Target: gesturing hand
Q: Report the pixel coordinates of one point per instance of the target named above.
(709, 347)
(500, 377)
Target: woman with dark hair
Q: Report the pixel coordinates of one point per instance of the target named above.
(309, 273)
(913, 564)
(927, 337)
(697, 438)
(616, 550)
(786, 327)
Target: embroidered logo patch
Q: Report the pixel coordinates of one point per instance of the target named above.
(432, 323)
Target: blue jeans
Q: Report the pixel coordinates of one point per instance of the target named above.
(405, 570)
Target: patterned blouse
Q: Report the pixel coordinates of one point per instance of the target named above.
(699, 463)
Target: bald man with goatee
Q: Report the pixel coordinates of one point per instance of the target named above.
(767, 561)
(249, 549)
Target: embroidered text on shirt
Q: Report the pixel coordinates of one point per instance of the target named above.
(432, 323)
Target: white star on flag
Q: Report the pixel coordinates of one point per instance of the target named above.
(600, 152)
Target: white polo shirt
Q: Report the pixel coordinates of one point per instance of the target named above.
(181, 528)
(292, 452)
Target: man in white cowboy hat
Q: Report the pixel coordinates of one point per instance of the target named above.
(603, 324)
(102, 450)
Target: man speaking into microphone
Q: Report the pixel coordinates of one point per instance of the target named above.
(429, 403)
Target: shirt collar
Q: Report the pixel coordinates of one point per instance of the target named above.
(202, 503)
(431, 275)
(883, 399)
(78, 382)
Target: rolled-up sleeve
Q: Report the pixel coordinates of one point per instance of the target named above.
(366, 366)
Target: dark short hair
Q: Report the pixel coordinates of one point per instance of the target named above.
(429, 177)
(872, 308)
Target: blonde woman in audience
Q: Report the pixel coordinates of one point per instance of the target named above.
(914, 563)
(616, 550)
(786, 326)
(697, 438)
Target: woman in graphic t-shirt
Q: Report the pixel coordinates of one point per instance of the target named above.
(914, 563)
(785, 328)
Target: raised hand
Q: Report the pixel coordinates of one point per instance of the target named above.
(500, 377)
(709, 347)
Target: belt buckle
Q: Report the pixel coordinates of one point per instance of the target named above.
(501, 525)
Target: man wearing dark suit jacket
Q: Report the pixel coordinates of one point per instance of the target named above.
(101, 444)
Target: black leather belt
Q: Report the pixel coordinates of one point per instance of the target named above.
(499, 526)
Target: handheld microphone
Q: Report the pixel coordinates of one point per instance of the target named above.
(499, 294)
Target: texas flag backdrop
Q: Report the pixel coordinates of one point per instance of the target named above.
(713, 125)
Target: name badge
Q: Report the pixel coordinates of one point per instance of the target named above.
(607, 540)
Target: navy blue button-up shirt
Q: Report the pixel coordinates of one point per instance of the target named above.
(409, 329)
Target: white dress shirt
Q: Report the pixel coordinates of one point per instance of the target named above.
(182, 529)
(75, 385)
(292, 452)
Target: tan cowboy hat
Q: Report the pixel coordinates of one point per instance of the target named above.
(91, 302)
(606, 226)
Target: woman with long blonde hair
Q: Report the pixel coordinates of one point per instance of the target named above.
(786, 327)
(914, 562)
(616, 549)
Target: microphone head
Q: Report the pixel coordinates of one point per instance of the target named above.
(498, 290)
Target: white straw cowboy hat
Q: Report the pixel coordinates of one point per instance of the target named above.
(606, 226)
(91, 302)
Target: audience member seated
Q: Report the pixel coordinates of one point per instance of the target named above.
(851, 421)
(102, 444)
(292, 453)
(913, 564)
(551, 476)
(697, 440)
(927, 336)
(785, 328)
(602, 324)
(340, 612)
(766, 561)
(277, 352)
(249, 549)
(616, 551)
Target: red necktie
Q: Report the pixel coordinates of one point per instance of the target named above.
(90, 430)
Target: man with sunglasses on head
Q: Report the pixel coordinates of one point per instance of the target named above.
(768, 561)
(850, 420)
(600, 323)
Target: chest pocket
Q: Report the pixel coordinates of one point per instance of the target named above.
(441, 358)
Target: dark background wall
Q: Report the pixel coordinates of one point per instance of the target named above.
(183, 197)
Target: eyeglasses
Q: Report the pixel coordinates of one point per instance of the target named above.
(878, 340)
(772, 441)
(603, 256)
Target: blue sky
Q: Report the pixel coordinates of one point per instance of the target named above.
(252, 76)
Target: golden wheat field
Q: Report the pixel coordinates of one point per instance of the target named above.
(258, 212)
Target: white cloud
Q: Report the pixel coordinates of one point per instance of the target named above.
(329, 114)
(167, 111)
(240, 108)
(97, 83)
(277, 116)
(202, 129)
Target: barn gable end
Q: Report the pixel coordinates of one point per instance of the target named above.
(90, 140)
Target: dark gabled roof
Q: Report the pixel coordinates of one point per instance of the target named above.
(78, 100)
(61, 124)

TRY IT: Each line from the one that contains "Target: audience member seated" through the end of the material above should be returned exactly, and nothing else.

EXERCISE RESPONSE:
Target: audience member seated
Q: Report the pixel coordinates of one point per instance of the target named above.
(851, 421)
(102, 444)
(292, 453)
(913, 564)
(551, 476)
(697, 440)
(927, 336)
(785, 328)
(602, 324)
(340, 612)
(766, 561)
(277, 352)
(249, 549)
(616, 551)
Target: red necktie
Q: Report the pixel coordinates of one point per instance of the target named above.
(90, 430)
Target: man with sunglasses on head
Q: Report the pixel coordinates of one point per instance of the target named above.
(768, 561)
(850, 420)
(600, 323)
Target: chest pocket
Q: Report the pixel coordinates of one point per instance of the target named above.
(441, 358)
Target: dark background wall
Q: Report the pixel coordinates of one point per instance of the target named above.
(183, 197)
Target: eyeglasses
Q: Report the pixel coordinates of one point per instance of the target named above.
(878, 340)
(772, 441)
(603, 256)
Target: blue sky
Q: Report the pixel coordinates of one point per instance of the target named above.
(252, 76)
Target: golden wheat field
Q: Report the pixel coordinates of one point per instance of the target named above.
(258, 212)
Target: white cloud
Q: Report the pixel coordinates of one point per instance of the target named above.
(329, 114)
(167, 111)
(240, 108)
(97, 83)
(277, 116)
(202, 129)
Target: barn gable end
Q: Report the pixel coordinates of one point per instance of the target named above.
(90, 140)
Target: dark gabled roof
Q: Report the pixel coordinates of one point per instance of the target named above.
(78, 100)
(61, 124)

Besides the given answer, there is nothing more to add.